### EXTRACT
Segment Open

A painter transforms a blank canvas into a work of art. A baby speaks her first words. A familiar scent takes a grandmother back to a 50-year-old memory. These abilities are nothing short of extraordinary. And all are controlled by a layer of gray matter in the brain that measures no bigger than the thickness of a nickel.

Called the cerebral cortex, this flexible, folded outer shell of the brain is responsible for our higher brain functions, or cognition — how we learn, remember and make decisions. The cerebral cortex also gives us the power to interpret the outside world by helping us to see, touch, taste, hear and smell. In essence, it is what makes us human.

For many scientists, understanding how the cerebral cortex works would be a breakthrough of the highest order. How, in detail, does the cerebral cortex’s "wet hardware" function?

Enter Randy Bruno, PhD. A principal investigator at Columbia’s Mortimer B. Zuckerman Mind Brain Behavior Institute, Dr. Bruno’s ambitious scientific goal is to answer that singular question. “If we can understand the roots of cognition, we can understand the roots of who we are,” he says.

Dr. Bruno’s work also has strong implications for medicine.

“Almost all mental disorders — including schizophrenia, depression, anxiety and many others — are essentially dysfunctions of cognition,” he says. “A deeper understanding of a healthy cortex could give doctors the tools they need to better treat this devastating class of disorders.”

In all mammals, the cerebral cortex is organized into two sets of layers. The deeper layers are evolutionarily older, with counterparts even in reptiles, whereas the upper layers appear to be newer and specific to mammals.

Even though the main role of the cortex is to interpret the outside world, it cannot sense the world directly. For that, it relies on another brain region, called the thalamus. Every sensation we experience passes through the thalamus before reaching the cortex.

“Scientists used to think that the thalamus transmitted information only to the upper layers of the cerebral cortex,” Dr. Bruno explains. “This information would then filter down through the deeper layers. So if you switched off the upper layers, the deeper layers would be cut off — and would never receive any input from the outside world.”

This theory had dominated brain science for decades. So Dr. Bruno and his team were astonished when they discovered that it simply is not true.

“My MD, PhD student Alejandro Ramirez was reconstructing how axons, the wires that link brain cells together, physically extend their branches from the thalamus and weave into the layers of the cortex.”

“That’s when we noticed something important,” Dr. Bruno recalled. “Most axon branches from the thalamus reached into the upper layers of the cortex, just like you’d expect. But every single axon had a few branches in the deeper layers. From our initial reconstruction, it looked like the thalamus was sending everything it knew about the outside world to both sets of layers.”

To investigate this further, the team injected chemical compounds that shut off the upper layers of the cortex in mice and found that the deep layers behaved exactly the same as before. Amazingly, it made no difference. The two halves of the cortex were working completely independently from each other.

Segment Closed

### WHAT IS EXPECTED
Answer these questions using the passage on the cerebral cortex:
1. Which layers of the cerebral cortex have counterparts even in reptiles?
2. Through which brain region does every sensation pass before reaching the cortex?
3. How did the deep layers behave after the upper layers of the cortex were shut off in mice?

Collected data

Segment Open

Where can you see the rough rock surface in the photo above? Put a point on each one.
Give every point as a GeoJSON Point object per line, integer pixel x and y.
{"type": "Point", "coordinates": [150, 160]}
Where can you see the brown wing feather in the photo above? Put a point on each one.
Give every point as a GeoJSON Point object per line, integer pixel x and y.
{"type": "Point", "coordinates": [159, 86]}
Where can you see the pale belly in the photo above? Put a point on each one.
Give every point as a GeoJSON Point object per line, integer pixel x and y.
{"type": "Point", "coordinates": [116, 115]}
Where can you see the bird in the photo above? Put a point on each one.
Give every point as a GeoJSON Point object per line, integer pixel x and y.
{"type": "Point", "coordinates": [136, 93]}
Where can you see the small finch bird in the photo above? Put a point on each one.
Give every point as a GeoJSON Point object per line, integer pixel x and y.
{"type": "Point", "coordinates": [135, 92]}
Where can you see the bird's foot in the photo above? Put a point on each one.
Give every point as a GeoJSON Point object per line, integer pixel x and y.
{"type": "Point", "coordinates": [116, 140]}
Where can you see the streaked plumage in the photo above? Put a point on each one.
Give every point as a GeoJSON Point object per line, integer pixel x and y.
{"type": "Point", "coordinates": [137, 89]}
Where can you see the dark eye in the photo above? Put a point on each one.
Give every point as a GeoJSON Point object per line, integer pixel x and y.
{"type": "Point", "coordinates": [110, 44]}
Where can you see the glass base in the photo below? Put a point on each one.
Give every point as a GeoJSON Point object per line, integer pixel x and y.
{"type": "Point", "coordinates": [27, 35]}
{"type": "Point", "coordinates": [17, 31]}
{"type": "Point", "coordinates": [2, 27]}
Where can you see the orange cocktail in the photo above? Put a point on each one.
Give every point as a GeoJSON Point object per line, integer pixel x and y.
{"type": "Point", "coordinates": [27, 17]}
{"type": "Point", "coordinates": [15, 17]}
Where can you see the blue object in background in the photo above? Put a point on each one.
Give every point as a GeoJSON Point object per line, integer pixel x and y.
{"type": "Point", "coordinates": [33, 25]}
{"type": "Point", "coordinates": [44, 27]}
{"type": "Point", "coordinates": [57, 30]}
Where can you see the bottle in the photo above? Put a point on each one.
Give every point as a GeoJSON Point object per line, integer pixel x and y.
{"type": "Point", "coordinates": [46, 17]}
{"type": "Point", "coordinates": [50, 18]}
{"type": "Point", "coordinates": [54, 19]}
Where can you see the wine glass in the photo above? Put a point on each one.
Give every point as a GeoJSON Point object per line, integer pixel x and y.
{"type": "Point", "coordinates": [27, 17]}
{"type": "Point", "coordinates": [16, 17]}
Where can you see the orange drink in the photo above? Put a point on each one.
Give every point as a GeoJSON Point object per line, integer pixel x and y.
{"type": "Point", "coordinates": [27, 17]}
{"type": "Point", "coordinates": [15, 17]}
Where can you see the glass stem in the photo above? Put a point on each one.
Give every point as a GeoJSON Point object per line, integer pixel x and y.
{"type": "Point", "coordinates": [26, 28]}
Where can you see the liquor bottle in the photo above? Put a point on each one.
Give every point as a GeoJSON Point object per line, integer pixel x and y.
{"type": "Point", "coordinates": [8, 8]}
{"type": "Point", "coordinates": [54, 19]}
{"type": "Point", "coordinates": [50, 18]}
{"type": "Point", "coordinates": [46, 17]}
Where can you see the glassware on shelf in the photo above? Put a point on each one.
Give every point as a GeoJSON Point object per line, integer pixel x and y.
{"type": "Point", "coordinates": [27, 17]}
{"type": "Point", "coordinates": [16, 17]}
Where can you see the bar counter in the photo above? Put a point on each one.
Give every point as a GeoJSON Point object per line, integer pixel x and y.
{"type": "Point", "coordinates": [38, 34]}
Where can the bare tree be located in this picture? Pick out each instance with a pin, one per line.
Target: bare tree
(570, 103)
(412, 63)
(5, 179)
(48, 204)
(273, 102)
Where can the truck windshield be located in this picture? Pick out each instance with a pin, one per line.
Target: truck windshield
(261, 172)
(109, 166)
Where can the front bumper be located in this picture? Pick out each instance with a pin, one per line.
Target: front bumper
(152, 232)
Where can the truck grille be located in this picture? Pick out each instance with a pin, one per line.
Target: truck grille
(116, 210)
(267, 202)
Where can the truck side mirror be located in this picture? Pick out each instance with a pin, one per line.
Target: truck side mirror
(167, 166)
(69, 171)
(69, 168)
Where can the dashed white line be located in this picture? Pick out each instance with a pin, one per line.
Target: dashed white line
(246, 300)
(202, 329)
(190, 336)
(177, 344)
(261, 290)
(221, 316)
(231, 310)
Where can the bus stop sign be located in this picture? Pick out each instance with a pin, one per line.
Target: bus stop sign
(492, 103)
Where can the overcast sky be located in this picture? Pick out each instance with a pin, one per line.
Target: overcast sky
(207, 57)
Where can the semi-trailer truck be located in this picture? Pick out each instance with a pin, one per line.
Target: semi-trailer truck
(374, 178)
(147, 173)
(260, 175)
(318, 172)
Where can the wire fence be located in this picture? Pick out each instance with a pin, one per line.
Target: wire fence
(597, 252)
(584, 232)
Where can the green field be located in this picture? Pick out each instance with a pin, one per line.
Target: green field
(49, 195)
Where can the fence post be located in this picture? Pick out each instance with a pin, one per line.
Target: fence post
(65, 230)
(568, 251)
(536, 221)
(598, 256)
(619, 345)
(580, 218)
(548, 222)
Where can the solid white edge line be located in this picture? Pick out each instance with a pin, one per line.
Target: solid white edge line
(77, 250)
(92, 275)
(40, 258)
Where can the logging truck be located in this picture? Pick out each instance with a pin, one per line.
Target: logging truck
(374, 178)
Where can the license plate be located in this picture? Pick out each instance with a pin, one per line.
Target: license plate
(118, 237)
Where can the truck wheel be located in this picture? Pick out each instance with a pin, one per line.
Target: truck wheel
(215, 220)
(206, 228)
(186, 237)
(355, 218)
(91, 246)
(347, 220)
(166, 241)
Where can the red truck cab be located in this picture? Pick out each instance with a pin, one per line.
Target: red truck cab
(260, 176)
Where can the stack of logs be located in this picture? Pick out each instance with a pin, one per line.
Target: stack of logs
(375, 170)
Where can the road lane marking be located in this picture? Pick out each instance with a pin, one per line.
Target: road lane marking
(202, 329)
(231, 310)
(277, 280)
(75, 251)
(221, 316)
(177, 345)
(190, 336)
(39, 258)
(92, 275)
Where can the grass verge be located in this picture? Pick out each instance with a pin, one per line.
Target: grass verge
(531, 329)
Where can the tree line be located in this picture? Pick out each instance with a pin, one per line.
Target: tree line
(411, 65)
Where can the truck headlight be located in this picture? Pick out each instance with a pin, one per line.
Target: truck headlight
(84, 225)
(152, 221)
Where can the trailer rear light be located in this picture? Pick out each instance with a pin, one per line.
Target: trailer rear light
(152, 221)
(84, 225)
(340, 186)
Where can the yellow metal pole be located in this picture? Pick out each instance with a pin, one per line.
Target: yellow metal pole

Segment Closed

### TASK ANSWER
1. The deeper layers.
2. The thalamus.
3. They behaved exactly the same as before.